**Source data:**

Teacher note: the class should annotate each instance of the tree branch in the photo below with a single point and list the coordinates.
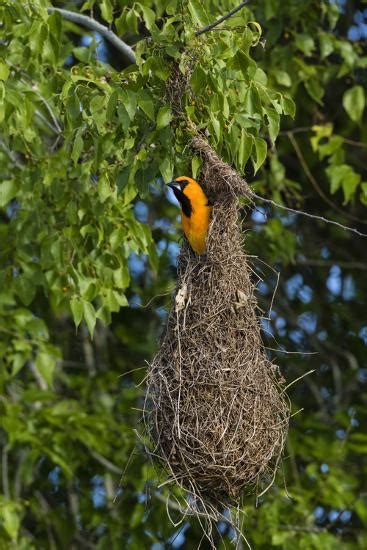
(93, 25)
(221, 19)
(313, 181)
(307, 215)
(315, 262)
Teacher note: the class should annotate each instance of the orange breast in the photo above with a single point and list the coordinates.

--

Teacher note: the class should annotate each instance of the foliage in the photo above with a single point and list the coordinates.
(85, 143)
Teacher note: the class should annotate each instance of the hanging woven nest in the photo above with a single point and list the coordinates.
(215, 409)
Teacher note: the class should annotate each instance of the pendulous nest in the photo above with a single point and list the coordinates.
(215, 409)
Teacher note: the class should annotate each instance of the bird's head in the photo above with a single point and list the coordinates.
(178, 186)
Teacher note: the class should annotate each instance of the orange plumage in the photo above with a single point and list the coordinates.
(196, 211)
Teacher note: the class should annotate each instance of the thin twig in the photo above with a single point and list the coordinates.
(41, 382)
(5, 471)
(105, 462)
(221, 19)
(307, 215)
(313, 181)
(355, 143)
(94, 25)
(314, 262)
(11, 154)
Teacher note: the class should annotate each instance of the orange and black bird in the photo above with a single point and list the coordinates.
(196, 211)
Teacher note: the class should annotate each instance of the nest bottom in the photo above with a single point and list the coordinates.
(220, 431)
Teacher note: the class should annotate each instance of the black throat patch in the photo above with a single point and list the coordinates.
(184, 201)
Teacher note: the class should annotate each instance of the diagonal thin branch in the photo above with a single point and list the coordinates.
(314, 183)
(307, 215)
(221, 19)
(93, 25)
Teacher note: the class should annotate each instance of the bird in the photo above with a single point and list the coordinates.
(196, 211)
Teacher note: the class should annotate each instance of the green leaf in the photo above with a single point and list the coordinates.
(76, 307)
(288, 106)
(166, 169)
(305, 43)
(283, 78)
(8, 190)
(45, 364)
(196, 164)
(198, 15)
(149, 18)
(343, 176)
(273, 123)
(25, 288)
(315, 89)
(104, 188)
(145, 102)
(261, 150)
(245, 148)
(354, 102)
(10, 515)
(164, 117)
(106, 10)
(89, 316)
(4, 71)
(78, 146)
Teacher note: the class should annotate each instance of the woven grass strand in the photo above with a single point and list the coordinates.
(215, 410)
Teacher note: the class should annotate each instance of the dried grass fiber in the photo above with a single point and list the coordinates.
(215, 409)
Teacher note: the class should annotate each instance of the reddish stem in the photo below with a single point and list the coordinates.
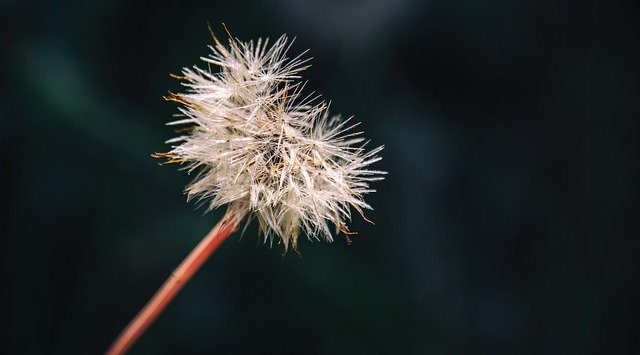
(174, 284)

* * *

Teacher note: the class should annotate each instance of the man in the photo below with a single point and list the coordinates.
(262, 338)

**Exercise:**
Convert the lines from the one containing "of the tree" through the one containing "the orange breast", both included, into a JSON list of strings with one string per line and no blank lines. Leave the pictures out.

**Task answer:**
[
  "Teacher note: the class should annotate each instance of the tree branch in the photo below with a single point and list the coordinates.",
  "(93, 25)",
  "(221, 19)",
  "(313, 181)",
  "(307, 215)",
  "(315, 262)",
  "Teacher note: the class should annotate each instance of the orange breast in the photo above with a single point and list the coordinates."
]